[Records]
↓
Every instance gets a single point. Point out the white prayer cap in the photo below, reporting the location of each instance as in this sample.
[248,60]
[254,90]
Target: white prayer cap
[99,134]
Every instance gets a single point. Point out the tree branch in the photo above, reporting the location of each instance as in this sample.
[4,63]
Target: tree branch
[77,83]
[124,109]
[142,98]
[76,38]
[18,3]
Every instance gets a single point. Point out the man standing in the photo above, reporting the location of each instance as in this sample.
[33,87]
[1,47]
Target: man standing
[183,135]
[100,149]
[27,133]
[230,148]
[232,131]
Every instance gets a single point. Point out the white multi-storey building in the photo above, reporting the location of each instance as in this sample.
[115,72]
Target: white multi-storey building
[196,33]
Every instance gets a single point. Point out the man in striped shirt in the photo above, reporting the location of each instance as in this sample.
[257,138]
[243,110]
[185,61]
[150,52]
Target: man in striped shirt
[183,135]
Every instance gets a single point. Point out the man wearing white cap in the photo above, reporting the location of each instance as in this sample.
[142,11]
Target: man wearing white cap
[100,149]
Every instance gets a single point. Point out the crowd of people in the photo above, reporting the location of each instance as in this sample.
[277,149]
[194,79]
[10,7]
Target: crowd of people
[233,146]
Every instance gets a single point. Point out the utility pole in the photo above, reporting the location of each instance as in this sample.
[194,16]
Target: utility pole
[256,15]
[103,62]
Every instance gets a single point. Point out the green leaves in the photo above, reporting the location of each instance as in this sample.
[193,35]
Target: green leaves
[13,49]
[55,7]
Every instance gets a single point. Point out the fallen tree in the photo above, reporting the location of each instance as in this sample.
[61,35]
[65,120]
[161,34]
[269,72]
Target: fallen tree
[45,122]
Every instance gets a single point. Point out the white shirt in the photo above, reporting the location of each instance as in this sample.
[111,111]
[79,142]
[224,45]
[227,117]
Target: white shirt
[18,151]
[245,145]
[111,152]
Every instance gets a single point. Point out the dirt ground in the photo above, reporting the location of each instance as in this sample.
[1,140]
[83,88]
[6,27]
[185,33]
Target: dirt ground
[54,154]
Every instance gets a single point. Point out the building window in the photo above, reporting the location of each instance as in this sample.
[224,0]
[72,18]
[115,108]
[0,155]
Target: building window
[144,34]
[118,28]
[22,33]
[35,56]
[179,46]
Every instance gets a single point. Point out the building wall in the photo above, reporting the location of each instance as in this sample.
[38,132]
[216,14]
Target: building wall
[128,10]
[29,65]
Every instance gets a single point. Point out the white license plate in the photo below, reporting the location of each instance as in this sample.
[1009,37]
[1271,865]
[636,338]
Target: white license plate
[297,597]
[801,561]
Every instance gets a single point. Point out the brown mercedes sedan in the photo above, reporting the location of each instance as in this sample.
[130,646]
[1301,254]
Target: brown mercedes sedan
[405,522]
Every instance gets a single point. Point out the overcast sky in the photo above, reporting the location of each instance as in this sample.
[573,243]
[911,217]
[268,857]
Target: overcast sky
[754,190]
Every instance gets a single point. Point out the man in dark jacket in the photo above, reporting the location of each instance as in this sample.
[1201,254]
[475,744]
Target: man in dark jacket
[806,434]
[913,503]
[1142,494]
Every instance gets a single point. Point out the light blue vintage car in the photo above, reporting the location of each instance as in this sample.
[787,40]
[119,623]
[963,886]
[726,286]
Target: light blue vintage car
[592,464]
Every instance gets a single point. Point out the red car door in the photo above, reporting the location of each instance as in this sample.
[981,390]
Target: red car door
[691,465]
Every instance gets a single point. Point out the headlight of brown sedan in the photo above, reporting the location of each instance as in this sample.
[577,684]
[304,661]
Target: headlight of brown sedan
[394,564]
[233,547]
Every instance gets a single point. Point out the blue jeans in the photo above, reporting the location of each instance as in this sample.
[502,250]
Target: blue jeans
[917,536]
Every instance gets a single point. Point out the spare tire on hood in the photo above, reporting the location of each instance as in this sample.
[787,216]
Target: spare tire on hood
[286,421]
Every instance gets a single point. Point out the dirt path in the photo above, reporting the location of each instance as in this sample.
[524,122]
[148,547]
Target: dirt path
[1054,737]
↑
Do this: Write out the entries above once more, without altering anything.

Finished task:
Every instance gets a single point. Point out the white prayer cap in the photo below, reporting the location of each instance as in this sample.
[248,60]
[254,90]
Target: white prayer cap
[99,134]
Every instance gets a single point. Point out the tree branch in the photo above, reporting the location of each instance as in this sample.
[4,63]
Target: tree branch
[77,83]
[124,109]
[142,98]
[76,38]
[18,3]
Every instance gets a single point. Point out the man standing in the photo above, reporting the location of each instance as in this sample.
[33,87]
[1,47]
Target: man standing
[183,135]
[100,149]
[27,133]
[230,148]
[232,131]
Every instance gets a single point. Point out the white multi-storey building in the photo above, reporting the location of each instance as in this sample.
[115,72]
Target: white multi-storey building
[196,33]
Every instance gets a single point. Point out the man in striped shirt in the photo above, reporting the location of each instance as in this sample.
[257,138]
[243,110]
[185,61]
[150,52]
Target: man in striped shirt
[183,135]
Every instance gets a single point. Point out the man wearing white cap in the photo above, reporting the location of each instance as in this sample.
[142,11]
Target: man wearing white cap
[100,149]
Every instance gets a single point. Point out the crowd of people in the photo above, reporting the location of each instance as in this sample.
[277,149]
[194,79]
[10,7]
Target: crowd of people
[233,146]
Every instance gets a single point. Point out the utility pole in the photo above, reporting the location of each instance as in this sample.
[194,16]
Target: utility pole
[256,15]
[103,62]
Every instance gets a single point. Point out the green leaves in the photo above, reporting the location of each instance as in this sample.
[193,35]
Target: green leaves
[13,49]
[55,7]
Every instance gets a single point. Point out the fallen tree in the photo above, reporting the location of each instance as in this sample.
[61,35]
[65,120]
[161,34]
[269,72]
Target: fallen tree
[45,122]
Every instance gets a single point. Point out the white shirt in the photo above, reporting the location of each instance as in this sample.
[111,111]
[79,142]
[224,45]
[227,117]
Target: white shirt
[18,151]
[245,145]
[111,152]
Every instance gets a single point. Point out the dirt ground in the photo above, reporting the location of each instance as in this sample.
[1,140]
[83,88]
[6,27]
[185,33]
Target: dirt ground
[54,154]
Every instance gets a single point. Point out the building window in the photo above, reporting the location of each instance as in this sample.
[224,0]
[72,18]
[115,108]
[0,155]
Target: building window
[144,34]
[118,28]
[22,33]
[35,56]
[179,46]
Every instance gets a single point. Point out the building wall in the photo above, reporting the location of each instance as in this sample.
[38,132]
[216,14]
Target: building wall
[128,10]
[29,65]
Every instance gets a single point. Point out the white license plate in the photo below, reporting the location of each instance as in this sample.
[1009,37]
[1271,865]
[636,338]
Target: white license plate
[297,597]
[801,561]
Every instance gets a single point. Point out the brown mercedes sedan in the photo above, reporting the location of each instance as in this sample.
[130,646]
[1301,254]
Target: brown mercedes sedan
[405,522]
Every instance gets a single point. Point out the overcast sky in the photo above, reporting the location of each instance as in this sample.
[573,243]
[911,217]
[268,857]
Target: overcast sky
[754,190]
Every instance gets a single point. Point out the man in dark jacket in the photo above, reporting the location of each instance as in this sample.
[1201,254]
[475,744]
Target: man in dark jacket
[806,434]
[913,503]
[1142,494]
Every instance gets a single point. Point out the light blue vintage car in the photo above, reporting the location of each instance as in this sample.
[787,40]
[119,623]
[963,886]
[726,286]
Target: light blue vintage car
[592,464]
Every instance gets a single point. Point out the red car door in the photo above, reporting the location of each instance as in this sample.
[981,390]
Target: red car door
[691,465]
Every instance gets a single point. Point out the headlight of brown sedan in the photo above, reporting the location of each instance as in this sample.
[577,684]
[304,661]
Target: headlight of brown sedan
[394,564]
[233,547]
Every instance gets a single point. Point out the blue jeans in the photo above, reporting the location of each instance as in this sample.
[502,250]
Target: blue jeans
[917,536]
Every instance gets a single point. Point out the spare tire on hood in the photo above, reporting the location of each instance as in this sample.
[787,216]
Target: spare tire on hood
[286,421]
Every instance gets a single point. Point out the dirt path in the photo above, reporting the location of each instance as in this sample.
[524,122]
[148,547]
Target: dirt path
[1054,737]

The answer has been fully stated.